Back in May, we eulogized the relocation of Goeller Generator, a decades-old non-sexy business that cashed-in on rapidly-gentrifying Lawrenceville to make way for new upscale eats and digs in the Sixth Ward. The change from Myrtle Booth to its new life as Overcast Skate Shop is happening in the same general part of town, but with a very different set of circumstances. It’s hard to feel anything negative about a new business moving into to a storefront that’s been empty for so long and we wish them well, but I’ll still miss those big front windows.

Lawrenceville Stencil Graffiti

stencil graffiti of rabbit jumping, Pittsburgh, Pa.

This law-abiding blogger has never committed an act of graffiti in his life–but that doesn’t mean he doesn’t think about it! All the time, as a matter of fact. If I were going to get into the wall-scrawling business (don’t get your hopes up: the chances are extremely low), I’d follow a very strict code of ethics: I wouldn’t touch anyone’s personal property, I wouldn’t write some dumb, regrettable message or invent a cheesy “tag” like, say, 0rbi7, I’d make damn sure the graffiti was only an improvement to the visual landscape, and I’d perpetrate with a stencil.

Why a stencil? I’m glad I asked for you. Mostly because if they’re created with any dignity, stencils just look uniformly good, without looking uniformly, uh, uniform. They have the beauty of any hand-run print process that provides great repetition of image, but with each rendition some warm distortion and subtle variation.

All of these stenciled pieces come from a relatively small area of Central Lawrenceville–mainly 42nd and Harrison Streets (I think). I’m sure there are plenty more where these came from, so hopefully The Orbit can get a few more pulls out of this particular template.

Source data
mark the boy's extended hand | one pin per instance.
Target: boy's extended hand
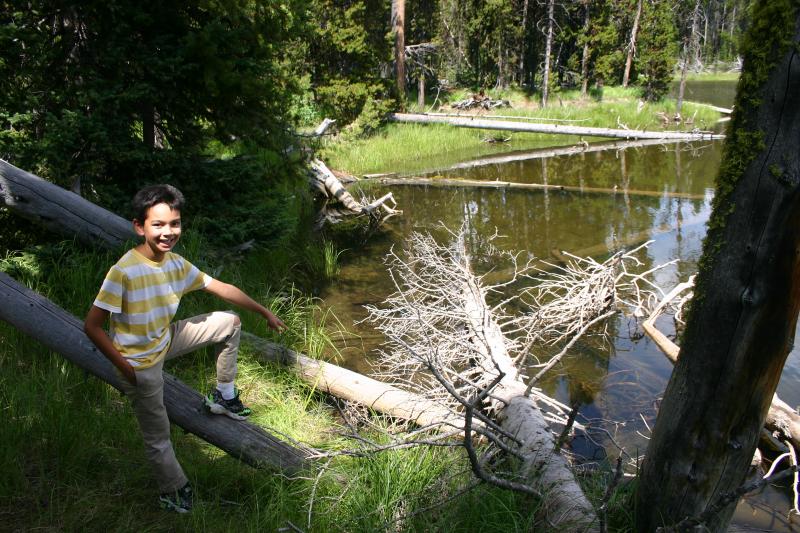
(274, 322)
(233, 294)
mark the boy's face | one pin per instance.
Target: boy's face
(161, 230)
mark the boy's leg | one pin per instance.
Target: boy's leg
(147, 398)
(221, 328)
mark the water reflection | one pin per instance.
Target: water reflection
(658, 192)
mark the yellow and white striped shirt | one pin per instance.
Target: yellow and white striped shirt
(142, 297)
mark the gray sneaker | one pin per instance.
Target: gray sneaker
(233, 408)
(179, 501)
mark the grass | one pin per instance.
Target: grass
(409, 148)
(72, 456)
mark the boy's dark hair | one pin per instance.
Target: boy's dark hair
(154, 195)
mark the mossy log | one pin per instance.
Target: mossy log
(741, 325)
(62, 332)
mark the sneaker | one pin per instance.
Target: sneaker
(232, 408)
(179, 501)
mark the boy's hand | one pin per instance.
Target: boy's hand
(274, 322)
(129, 373)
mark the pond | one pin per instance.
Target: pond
(661, 193)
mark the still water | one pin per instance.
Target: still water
(661, 193)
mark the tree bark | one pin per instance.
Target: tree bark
(523, 43)
(585, 58)
(632, 45)
(547, 51)
(421, 90)
(60, 210)
(748, 294)
(61, 332)
(398, 26)
(552, 128)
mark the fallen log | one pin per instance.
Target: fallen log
(444, 340)
(543, 153)
(556, 129)
(112, 230)
(542, 466)
(60, 210)
(62, 332)
(324, 180)
(483, 184)
(352, 386)
(781, 418)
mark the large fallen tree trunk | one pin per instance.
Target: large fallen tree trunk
(483, 184)
(352, 386)
(61, 332)
(323, 180)
(556, 129)
(112, 230)
(444, 340)
(60, 210)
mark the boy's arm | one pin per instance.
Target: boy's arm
(93, 326)
(233, 294)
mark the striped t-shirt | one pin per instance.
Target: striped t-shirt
(142, 297)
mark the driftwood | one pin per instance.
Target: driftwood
(480, 101)
(781, 418)
(61, 332)
(556, 129)
(60, 210)
(446, 340)
(545, 153)
(352, 386)
(323, 180)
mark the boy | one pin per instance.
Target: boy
(140, 295)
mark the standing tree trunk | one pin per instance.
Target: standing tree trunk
(522, 46)
(585, 59)
(548, 48)
(747, 296)
(632, 45)
(689, 44)
(398, 25)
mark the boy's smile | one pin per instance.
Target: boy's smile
(161, 230)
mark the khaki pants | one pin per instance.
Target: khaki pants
(221, 328)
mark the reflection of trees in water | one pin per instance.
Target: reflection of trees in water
(534, 223)
(651, 168)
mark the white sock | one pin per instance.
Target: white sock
(226, 389)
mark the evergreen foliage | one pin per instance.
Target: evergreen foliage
(658, 48)
(112, 95)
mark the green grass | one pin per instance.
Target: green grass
(710, 76)
(409, 148)
(72, 458)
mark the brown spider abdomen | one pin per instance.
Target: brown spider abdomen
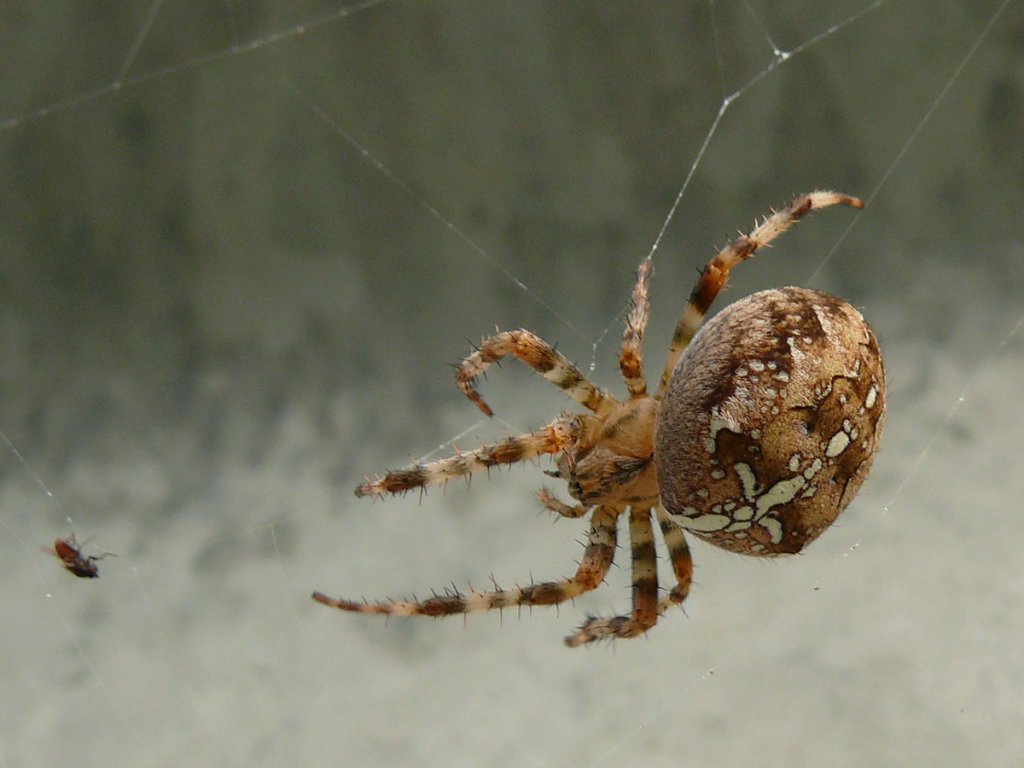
(770, 422)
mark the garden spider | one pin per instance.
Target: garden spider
(762, 429)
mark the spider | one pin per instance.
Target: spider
(69, 552)
(761, 431)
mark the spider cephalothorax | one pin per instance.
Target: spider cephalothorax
(760, 432)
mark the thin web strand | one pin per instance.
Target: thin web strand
(120, 82)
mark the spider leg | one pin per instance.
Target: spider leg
(552, 504)
(541, 356)
(553, 438)
(644, 589)
(682, 564)
(717, 271)
(593, 567)
(631, 359)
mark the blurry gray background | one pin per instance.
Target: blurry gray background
(216, 315)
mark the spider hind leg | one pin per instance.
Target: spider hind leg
(554, 438)
(593, 567)
(645, 603)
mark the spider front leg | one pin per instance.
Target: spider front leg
(631, 358)
(679, 554)
(717, 271)
(593, 567)
(554, 438)
(541, 356)
(645, 604)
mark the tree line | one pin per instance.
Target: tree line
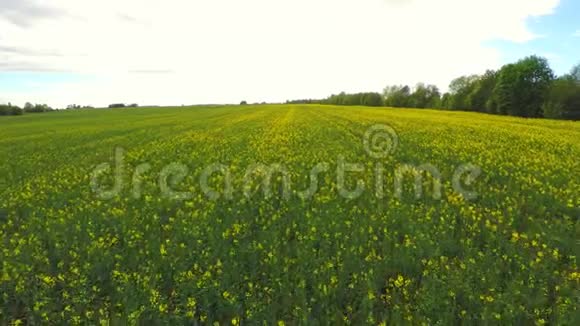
(526, 88)
(9, 109)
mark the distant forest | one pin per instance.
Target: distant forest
(527, 88)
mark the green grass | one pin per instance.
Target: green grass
(509, 255)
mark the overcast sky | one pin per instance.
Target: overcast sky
(175, 52)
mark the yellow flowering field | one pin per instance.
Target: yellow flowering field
(288, 215)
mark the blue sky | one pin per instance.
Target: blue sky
(176, 52)
(557, 40)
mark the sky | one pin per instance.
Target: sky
(183, 52)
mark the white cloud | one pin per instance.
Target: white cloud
(228, 50)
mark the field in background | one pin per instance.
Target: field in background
(504, 253)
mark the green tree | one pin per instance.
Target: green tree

◆ PROBLEMS TO WORK ON:
[1] Answer these about the Lawrenceville post:
(a) What new business is moving into the Myrtle Booth storefront?
(b) What cheesy "tag" is given as an example of one to avoid inventing?
(c) Which streets do the stenciled pieces mainly come from?
[2] Could you carry the Lawrenceville post forward from its final sentence?
The data is separate material from the Lawrenceville post.

◆ ANSWERS FOR THIS EXERCISE:
[1]
(a) Overcast Skate Shop
(b) 0rbi7
(c) 42nd and Harrison Streets

[2]
stencil graffiti of figure in wheelchair with the word "equal", Pittsburgh, Pa.

Equal

With all due respect to The Orbit‘s female, LGBT, and people-of-color brothers and sisters, the disability community is the minority group that has by far the least public exposure and the largest and longest denial of basic human rights. No Hollywood stars are lining up around accessible transit issues, Iggy Azalea is not getting uninvited from any giant downtown deaf pride events, and no one is burning retail stores over the unemployment rates of blind people. I’ve seen these Equal graffiti splashes in Lawrenceville, Polish Hill, and Bloomfield, which is a great sign of some small amount of awareness at a very literal street level (and my wife reminds me that there are a lot of very positive changes happening in this space). Now, why the person in the wheelchair looks like Pac-Man with a torso…

stencil graffiti of hand grenade, Pittsburgh, Pa.

Hand grenade (?)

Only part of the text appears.